» **AUFGABEN**
(1) Ändern Sie im Textauszug über Bücher und Kritik „Monate“ zu „Wochen“ und geben Sie dabei den Abschnitt erneut wieder, der mit den Worten „Der Kritik Zeit“ beginnt und nach „Aufsätze aus den Jahren 1900-1910, S.“ endet.
(2) Führen Sie den Textauszug über Bücher und Kritik im Anschluss an seinen letzten Satz weiter.

» **TEXTAUSZUG**
________
Sie standen am Ehrenplatz meines Stehpultes
und galten mir und meinen Freunden als ein
Schatz und Kleinod, und nie ist einer der
Bände staubig geworden. Seither ist
meine Büchersammlung groß geworden
und nimmt ein paar Wände ein, aber etwas
Teureres und Köstlicheres als jener mit
schlechtem Gewissen "ersparte" Mörike
ist nicht darunter. (...) Und wenn ganze
Reihen von Dichterromanen, denen eine Mode
Glanz und Klang verlieh, wieder verklungen
und vergessen sind, wird der bescheidene
alte Schwabe noch leben und wird sein Werk
denselben tiefen, lauteren Goldglanz haben,
der uns Heutige verführt, beschämt
und beglückt. (Hermann Hesse: Die Welt
im Buch I. Rezensionen und Aufsätze
aus den Jahren 1900-1910, S. 214/220)
Der Kritik Zeit lassen
Eine aktuelle Skizze, ein mit fleißiger Realisitik nach dem
heutigen Gesellschafts- oder Volksleben zeichnender Roman
haben ihren starken Reiz, der erst ausgekostet und
überwunden sein willl, ehe die wirkliche Kritik anfangen kann.
Wenn es etwa Sitte wäre, über ein neues Buch erst zwei
Monate nach der Lektüre zu schreiben und zu reden, wieviel
würde schon in diesem bißchen Zeit untergesunken und
vergessen sein! (Hermann Hesse: Die Welt im Buch I.
Rezensionen und Aufsätze aus den Jahren 1900-1910, S.
243)
'Seine' Klassiker haben
So erfreulich das zunehmende Interesse des Volkes für neue
Dichtungen ist, es muß doch stets wieder daran erinnern
werden, daß Bildung und Geschmack in literarischen Dingen
ganz wohl ohne viele moderne Lektüre existieren können,
niemals aber ohne ein Vertrautsein mit dem Besten der
älteren Literaturen. Es sind Modeaffen, die das Lesen des
allerneuesten Romans für eine Bildungsnotwendigkeit halten,
während ihnen Goethe so fremd wie Homer ist. Kein Mensch
braucht deshalb "alle Klassiker" gelesen zu haben; im
Gegenteil: je höher die Bildung (also das Selbstbewußtsein,
das Gefühl der eigenen Persönlichkeit), desto rascher und
sicherer scheidet jeder das ihm nicht Gemäße aus, desto
durchdringender aber erfaßt er auch alles, was ihm verwandt
ist. Man kann den ganzen Goethe, Herder, Lessing gelesen
haben und doch ohne Bildung sein; aber andrerseits gehört es
zum Wesen einer wertvollen Bildung, daß man da und dort im
Schrifttum der Vergangenheit Freunde hat und Schätze weiß.
________
» **BEREITGESTELLTES MATERIAL**
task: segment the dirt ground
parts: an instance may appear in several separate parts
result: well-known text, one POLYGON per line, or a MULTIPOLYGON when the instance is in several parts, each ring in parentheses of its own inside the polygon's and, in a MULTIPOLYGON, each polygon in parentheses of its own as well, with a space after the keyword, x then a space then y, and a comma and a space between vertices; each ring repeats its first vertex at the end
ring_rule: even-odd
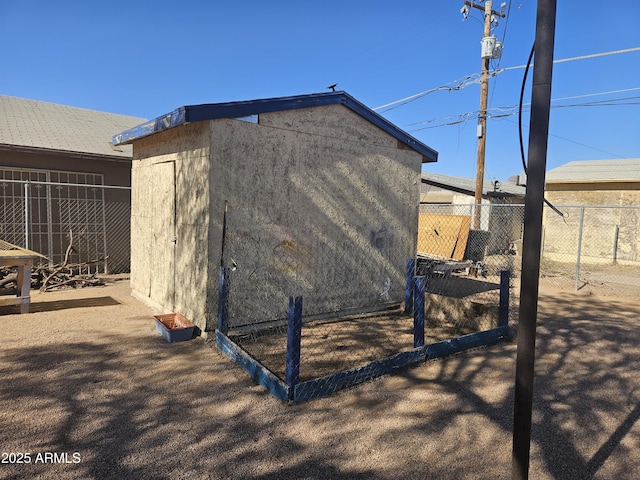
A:
MULTIPOLYGON (((510 478, 515 342, 288 405, 126 280, 32 311, 0 309, 0 478, 510 478)), ((638 371, 637 297, 541 288, 530 478, 640 478, 638 371)))

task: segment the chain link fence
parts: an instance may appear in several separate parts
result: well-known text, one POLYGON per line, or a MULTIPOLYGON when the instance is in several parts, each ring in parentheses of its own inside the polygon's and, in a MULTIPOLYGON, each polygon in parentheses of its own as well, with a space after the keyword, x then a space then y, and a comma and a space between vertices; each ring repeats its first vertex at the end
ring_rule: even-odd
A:
MULTIPOLYGON (((345 248, 288 235, 267 248, 229 235, 219 331, 283 399, 294 385, 300 398, 314 398, 505 338, 506 325, 517 324, 524 206, 483 204, 480 229, 471 228, 475 208, 421 205, 417 256, 408 261, 390 255, 393 235, 384 230, 345 248)), ((640 208, 559 210, 544 212, 541 286, 637 298, 640 208)), ((238 359, 234 348, 223 350, 238 359)))
POLYGON ((543 286, 637 299, 640 206, 545 208, 543 286))
POLYGON ((128 273, 131 189, 101 182, 98 174, 0 169, 0 239, 41 262, 66 258, 79 274, 128 273))
MULTIPOLYGON (((434 214, 444 222, 437 228, 445 235, 455 216, 434 214)), ((420 218, 423 231, 425 216, 420 218)), ((501 221, 515 228, 515 219, 501 221)), ((457 262, 427 256, 435 247, 421 243, 433 239, 422 233, 416 237, 415 226, 406 228, 413 234, 402 242, 398 229, 357 234, 345 226, 348 240, 340 244, 269 228, 277 227, 265 226, 270 241, 264 242, 227 230, 218 331, 232 344, 221 339, 218 346, 242 358, 239 363, 257 381, 295 386, 296 400, 506 336, 506 326, 497 329, 501 311, 503 326, 512 311, 515 255, 508 244, 489 242, 496 244, 494 255, 471 261, 464 254, 472 247, 466 237, 464 244, 459 239, 464 258, 457 262), (415 254, 416 243, 418 258, 407 258, 415 254), (487 331, 494 333, 471 337, 487 331), (452 342, 462 337, 467 338, 452 342), (263 374, 256 375, 262 367, 263 374)), ((504 234, 496 232, 498 237, 504 234)), ((291 391, 288 395, 291 399, 291 391)))

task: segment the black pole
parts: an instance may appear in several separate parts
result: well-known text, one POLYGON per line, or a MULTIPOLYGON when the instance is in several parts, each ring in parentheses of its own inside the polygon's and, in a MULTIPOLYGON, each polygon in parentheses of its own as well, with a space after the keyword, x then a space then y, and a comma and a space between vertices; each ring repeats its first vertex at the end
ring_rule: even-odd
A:
POLYGON ((549 134, 555 17, 556 0, 538 0, 513 414, 511 478, 514 480, 529 478, 542 209, 549 134))

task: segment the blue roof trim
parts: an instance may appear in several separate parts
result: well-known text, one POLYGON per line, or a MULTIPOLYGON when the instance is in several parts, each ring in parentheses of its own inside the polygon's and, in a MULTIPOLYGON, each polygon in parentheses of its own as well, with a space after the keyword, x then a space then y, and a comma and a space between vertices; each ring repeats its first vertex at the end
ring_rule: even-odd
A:
POLYGON ((219 118, 241 118, 261 113, 296 110, 299 108, 320 107, 341 104, 351 109, 378 128, 395 137, 407 147, 425 157, 427 162, 438 160, 438 152, 428 147, 420 140, 412 137, 404 130, 357 101, 346 92, 313 93, 292 97, 267 98, 243 102, 211 103, 203 105, 189 105, 180 107, 173 112, 162 115, 136 127, 125 130, 113 136, 114 145, 131 143, 153 133, 177 127, 189 122, 201 122, 219 118))

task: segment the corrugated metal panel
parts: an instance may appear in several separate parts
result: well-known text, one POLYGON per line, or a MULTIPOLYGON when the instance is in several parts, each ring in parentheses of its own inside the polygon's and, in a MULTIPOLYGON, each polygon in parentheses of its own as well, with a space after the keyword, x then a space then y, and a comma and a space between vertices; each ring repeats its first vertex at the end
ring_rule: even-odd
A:
POLYGON ((219 118, 244 118, 261 113, 281 112, 300 108, 312 108, 342 104, 378 128, 395 137, 403 145, 423 155, 425 161, 435 162, 438 152, 398 128, 345 92, 314 93, 292 97, 267 98, 242 102, 188 105, 162 115, 113 137, 114 145, 123 145, 138 138, 188 122, 215 120, 219 118))
POLYGON ((569 162, 549 170, 546 182, 640 182, 640 158, 569 162))
POLYGON ((111 138, 145 119, 0 95, 0 144, 130 158, 111 138))

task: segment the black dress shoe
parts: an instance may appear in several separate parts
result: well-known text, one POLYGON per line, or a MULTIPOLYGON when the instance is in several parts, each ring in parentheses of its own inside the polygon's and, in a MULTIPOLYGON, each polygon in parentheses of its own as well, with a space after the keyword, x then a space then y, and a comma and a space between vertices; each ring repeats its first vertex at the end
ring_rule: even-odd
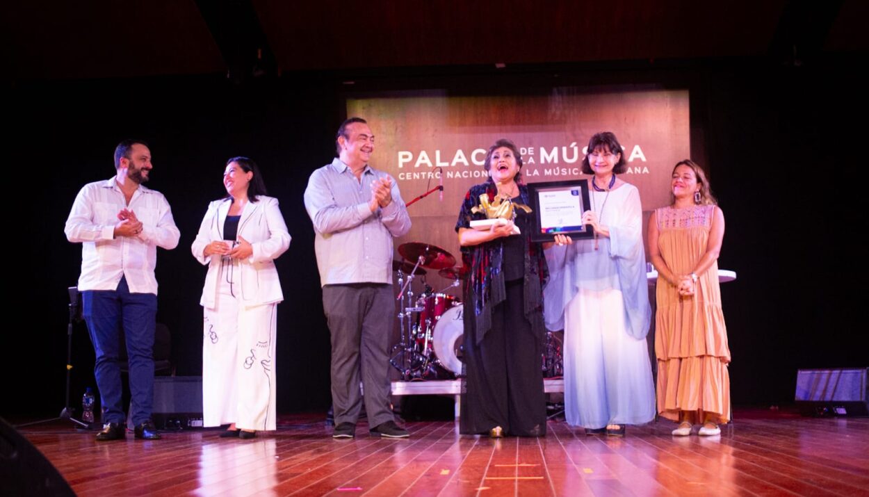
________
» **LÖSUNGEN**
(1)
Der Kritik Zeit lassen
Eine aktuelle Skizze, ein mit fleißiger Realisitik nach dem
heutigen Gesellschafts- oder Volksleben zeichnender Roman
haben ihren starken Reiz, der erst ausgekostet und
überwunden sein willl, ehe die wirkliche Kritik anfangen kann.
Wenn es etwa Sitte wäre, über ein neues Buch erst zwei
Wochen nach der Lektüre zu schreiben und zu reden, wieviel
würde schon in diesem bißchen Zeit untergesunken und
vergessen sein! (Hermann Hesse: Die Welt im Buch I.
Rezensionen und Aufsätze aus den Jahren 1900-1910, S.

(2)
Auf diese Art sollte jeder, der überhaupt Dichter liest, seine
"Klassiker" haben, seine speziellen, persönlichen Freunde und
Führer. (Hermann Hesse: Die Welt im Buch I. Rezensionen
und Aufsätze aus den Jahren 1900-1910, S. 268)
Bibelungetüme
Vor etwa zwei Jahren ging das Gerücht, die Reichsdruckerei in
Berlin bereite einen besonders guten und schönen Neudruck
der Lutherbibel vor. Sofort subskribierte ich, denn das
Unternehmen schien mir der Mithilfe wert und ich dachte:
wenn wir unsere Freude an schönen Ausgaben von alten
Märchen, von Lieblingsdichtern und von Kuriositäten der
Weltliteratur haben, warum soll uns da nicht auch jemand eine
schöne Bibel drucken? ich freute mich darauf, meine alte
Talerbibel wegzulegen und mit Genuß und Augenfreude die
neue, herrlich gedruckte aufzuschlagen. Darüber verging die
Zeit, und dieser Tage brachte mir nun die Post ein großes
Paket, darin lag die neue Bibel, in Folio und Zweifarbendruck,
in blaues Leder gebunden, und ich erschrak über sie. Es ist
wieder das alte, für den Altar berechnete Ungetüm an Umfang
und Gewicht, die richtige unbrauchbare Prachtbibel. Mit
meinen zwanzig Mark bin ich nicht hereingefallen, das Buch ist
sie reichlich wert, man hat nicht daran gespart. Hereingefallen
bin ich nur mit meinem törichten Glauben, wir seien schon so
weit, daß man eine Bibel wie andre Bücher drucken könnte,
zum Gebrauch und zur täglichen Freude. (Hermann Hesse:
Die Welt im Buch I. Rezensionen und Aufsätze aus den
Jahren 1900-1910, S. 352)
Lesestoff für Kinder
Auch Kindern sollte man mehr Bücher schenken. Hier ist die
Gefahr, sie möchten nur gezwungen lesen, noch geringer;
denn ein halbwegs gesundes Kind halbwegs vernünftiger
Eltern legt alles, was ihm fremd bleibt und nicht zu ihm paßt,
sehr schnell und entschieden wieder weg. Ich meine nicht, daß
man Kinder mit Lesestoff überfüttern soll. Man soll ihnen nur
geben, wenn das Bedürfnis und Verlangen sich regt. Da gibt
man einem Knaben oft an Weihnachten oder am Geburtstage
ein oder zwei Bücher, teure illustrierte Sachen, die nun für
Monate oder gar für ein Jahr ausreichen sollen. Statt dessen
kann man mit Hilfe wohlfeiler Volksausgaben dem Bedürfnis
jeweils gerecht werden. (Hermann Hesse: Die Welt im Buch I.
Rezensionen und Aufsätze aus den Jahren 1900-1910, S.
328)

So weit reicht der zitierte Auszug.